(Part of a data file)
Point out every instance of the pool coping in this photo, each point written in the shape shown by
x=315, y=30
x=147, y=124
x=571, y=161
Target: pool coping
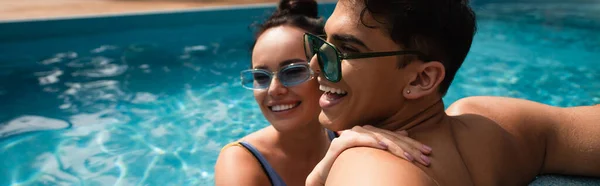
x=35, y=29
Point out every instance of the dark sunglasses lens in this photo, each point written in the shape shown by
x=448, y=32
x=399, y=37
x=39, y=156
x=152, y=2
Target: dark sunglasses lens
x=308, y=46
x=294, y=75
x=329, y=62
x=255, y=79
x=327, y=56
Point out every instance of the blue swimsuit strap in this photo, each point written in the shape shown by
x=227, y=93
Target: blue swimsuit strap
x=273, y=176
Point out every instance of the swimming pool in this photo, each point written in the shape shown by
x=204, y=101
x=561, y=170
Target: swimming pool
x=151, y=99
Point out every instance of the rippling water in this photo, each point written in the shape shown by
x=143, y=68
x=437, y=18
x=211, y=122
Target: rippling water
x=154, y=107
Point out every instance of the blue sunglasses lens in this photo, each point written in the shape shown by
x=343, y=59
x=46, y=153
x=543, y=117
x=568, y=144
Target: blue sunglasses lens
x=291, y=75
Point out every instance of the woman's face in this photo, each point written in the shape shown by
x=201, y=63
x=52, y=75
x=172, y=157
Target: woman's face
x=286, y=108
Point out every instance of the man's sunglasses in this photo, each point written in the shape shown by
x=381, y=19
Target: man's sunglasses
x=330, y=58
x=290, y=75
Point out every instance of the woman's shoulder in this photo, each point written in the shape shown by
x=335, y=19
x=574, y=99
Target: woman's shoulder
x=236, y=164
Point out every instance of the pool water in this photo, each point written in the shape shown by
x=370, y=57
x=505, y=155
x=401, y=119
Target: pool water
x=154, y=106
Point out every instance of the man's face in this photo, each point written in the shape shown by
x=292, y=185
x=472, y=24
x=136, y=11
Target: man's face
x=371, y=88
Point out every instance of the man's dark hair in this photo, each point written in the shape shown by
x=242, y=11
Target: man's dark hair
x=442, y=29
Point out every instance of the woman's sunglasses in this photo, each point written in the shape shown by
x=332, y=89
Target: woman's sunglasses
x=330, y=58
x=290, y=75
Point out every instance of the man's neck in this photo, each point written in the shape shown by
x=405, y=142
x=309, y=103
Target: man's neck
x=409, y=117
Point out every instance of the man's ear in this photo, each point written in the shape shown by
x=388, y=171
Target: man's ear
x=427, y=80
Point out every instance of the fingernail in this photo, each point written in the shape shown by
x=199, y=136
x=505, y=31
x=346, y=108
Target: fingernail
x=425, y=159
x=427, y=148
x=408, y=156
x=383, y=144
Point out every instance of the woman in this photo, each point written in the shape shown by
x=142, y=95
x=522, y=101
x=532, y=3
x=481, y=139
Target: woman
x=288, y=95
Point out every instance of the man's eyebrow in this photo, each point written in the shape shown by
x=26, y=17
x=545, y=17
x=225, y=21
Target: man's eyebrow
x=350, y=39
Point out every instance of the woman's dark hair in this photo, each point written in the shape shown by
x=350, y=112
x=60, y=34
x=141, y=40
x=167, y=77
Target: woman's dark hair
x=303, y=14
x=442, y=29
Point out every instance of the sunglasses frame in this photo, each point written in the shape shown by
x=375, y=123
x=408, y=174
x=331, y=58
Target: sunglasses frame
x=342, y=56
x=272, y=75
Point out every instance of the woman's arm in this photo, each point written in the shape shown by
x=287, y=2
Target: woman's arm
x=237, y=166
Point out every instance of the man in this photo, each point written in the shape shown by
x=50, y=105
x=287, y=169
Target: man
x=389, y=63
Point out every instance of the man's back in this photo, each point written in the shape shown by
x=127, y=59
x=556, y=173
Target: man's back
x=499, y=142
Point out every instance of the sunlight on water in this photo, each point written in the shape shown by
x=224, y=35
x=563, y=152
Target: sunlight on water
x=115, y=111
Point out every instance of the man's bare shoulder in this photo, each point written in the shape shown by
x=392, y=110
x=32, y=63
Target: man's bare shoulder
x=369, y=166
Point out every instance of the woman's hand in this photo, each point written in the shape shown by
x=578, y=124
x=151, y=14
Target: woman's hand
x=398, y=143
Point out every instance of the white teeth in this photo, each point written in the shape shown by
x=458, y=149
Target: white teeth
x=331, y=90
x=277, y=108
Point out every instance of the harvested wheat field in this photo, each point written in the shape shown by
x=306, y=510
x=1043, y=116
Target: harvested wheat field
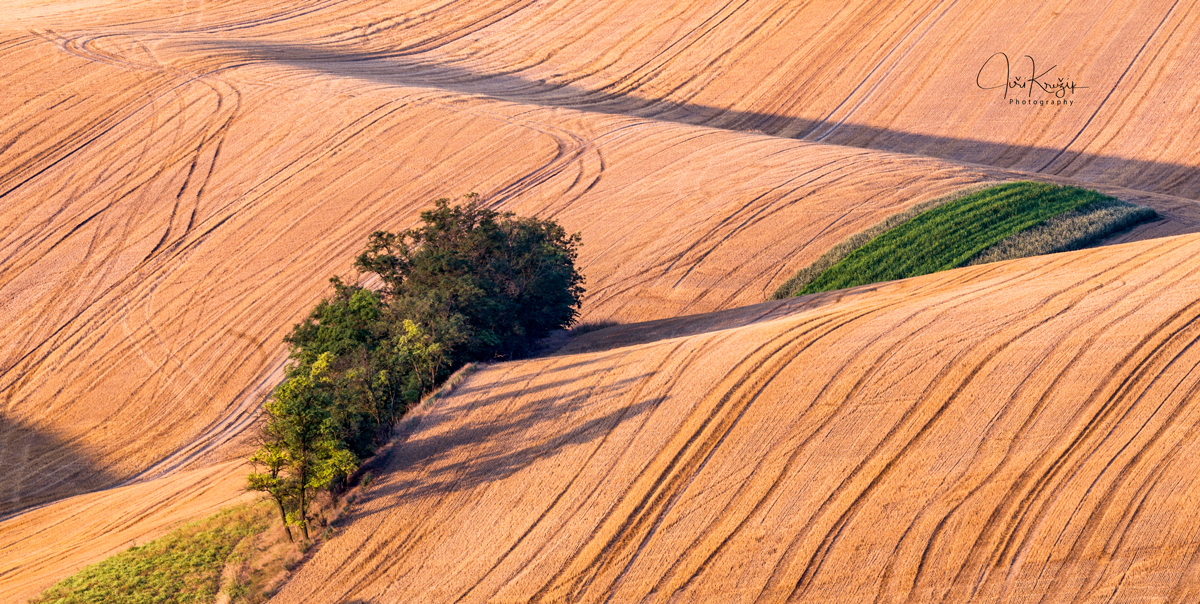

→ **Exercise brief**
Rewrite all the entries with every "in this photo" changed to "in this image", keeping everything else the same. Leave the pictures out.

→ **Exercise response**
Point out every instance of the pool coping in this image, each point written in the shape shown by
x=315, y=30
x=147, y=124
x=571, y=161
Target: pool coping
x=35, y=29
Point out every instance of the dark sunglasses lens in this image, each point written in the shape shown by
x=448, y=32
x=399, y=37
x=39, y=156
x=152, y=2
Target: dark sunglasses lens
x=308, y=46
x=294, y=75
x=329, y=62
x=255, y=79
x=327, y=56
Point out every instance of the blue swimsuit strap in this image, each point written in the shape shown by
x=227, y=93
Target: blue swimsuit strap
x=273, y=176
Point out every instance of the swimming pool in this image, each point written in the shape shown by
x=204, y=101
x=561, y=170
Target: swimming pool
x=151, y=99
Point out every instance of the rippling water in this image, each point written in the shape shown by
x=143, y=68
x=437, y=18
x=211, y=122
Target: rippling water
x=154, y=107
Point out every instance of the blue sunglasses lens in this image, each point written in the shape shown by
x=343, y=59
x=46, y=153
x=543, y=117
x=568, y=144
Target: blue sunglasses lens
x=291, y=75
Point out every instance of the woman's face in this image, each point written in the shape shown by
x=201, y=63
x=52, y=75
x=172, y=157
Target: woman's face
x=286, y=108
Point out every instance of the man's sunglasses in this image, each point written in the shape shown by
x=381, y=19
Target: man's sunglasses
x=330, y=58
x=290, y=75
Point out every instance of the woman's shoulder in this image, each point written in the shape shown by
x=335, y=19
x=574, y=99
Target: woman's shoulder
x=236, y=164
Point out every instance of the pool water in this image, each point written in the shape shown by
x=370, y=57
x=505, y=155
x=401, y=119
Target: pool water
x=154, y=106
Point out every instance of the man's face in this image, each point written in the shape shown by
x=292, y=185
x=472, y=24
x=136, y=11
Target: man's face
x=371, y=88
Point out every instance of the man's dark hair in this image, each point written in the shape shown by
x=242, y=11
Target: man's dark hair
x=442, y=29
Point out every instance of the woman's sunglasses in this image, each point written in the shape shown by
x=332, y=89
Target: woman's sunglasses
x=330, y=58
x=290, y=75
Point out every instance of the man's neck in this image, each point written in the shape shown by
x=405, y=142
x=309, y=103
Target: man's neck
x=409, y=117
Point out every instance of the man's ear in this image, each point written in the shape shown by
x=388, y=171
Target: man's ear
x=427, y=80
Point out every instance of the fingernail in this image, each point written in the shape shown by
x=199, y=136
x=505, y=31
x=346, y=108
Target: fingernail
x=425, y=159
x=427, y=148
x=408, y=156
x=383, y=144
Point out every instance of the woman in this image, each point written in the shape shown by
x=142, y=95
x=522, y=101
x=532, y=3
x=481, y=139
Target: woman
x=288, y=95
Point out every instance of the man's eyebrow in this image, each point written in the shape shown by
x=26, y=17
x=545, y=17
x=225, y=21
Target: man's eyebrow
x=350, y=39
Point out every instance of the woman's dark hair in this image, each point written in the shape shown by
x=350, y=112
x=60, y=34
x=141, y=40
x=167, y=77
Target: woman's dark hair
x=303, y=14
x=442, y=29
Point out every instance of the sunglasses frame in this image, each point written in the shape shown by
x=375, y=123
x=408, y=174
x=331, y=58
Target: sunglasses frame
x=342, y=56
x=272, y=75
Point out every instance of the woman's arm in this image, each point written in the shape shown by
x=287, y=2
Target: woman's arm
x=237, y=166
Point out every instance of the man in this image, each point written in the shape shown by
x=50, y=105
x=287, y=169
Target: man
x=389, y=63
Point out every instance of the man's back in this image, each point written in the shape shown by
x=127, y=59
x=556, y=173
Target: man's back
x=499, y=142
Point out every instance of the sunlight on water in this image, each point written in the shape shown by
x=224, y=35
x=563, y=152
Target: sunlight on water
x=115, y=111
Point out every instance of the man's bare shoulder in this image, each point written in the shape shown by
x=392, y=110
x=32, y=63
Target: man's bare shoulder
x=369, y=166
Point out every instance of the woman's hand in this image, each point written in the shape shown by
x=578, y=124
x=151, y=14
Target: woman's hand
x=398, y=143
Point out every instance of the white teeth in this image, each point written in the shape shown by
x=458, y=149
Target: white teeth
x=331, y=90
x=277, y=108
Point out every instance of the harvested wheat field in this image, each point written in the shape shown by
x=306, y=510
x=1043, y=116
Target: harvested wheat field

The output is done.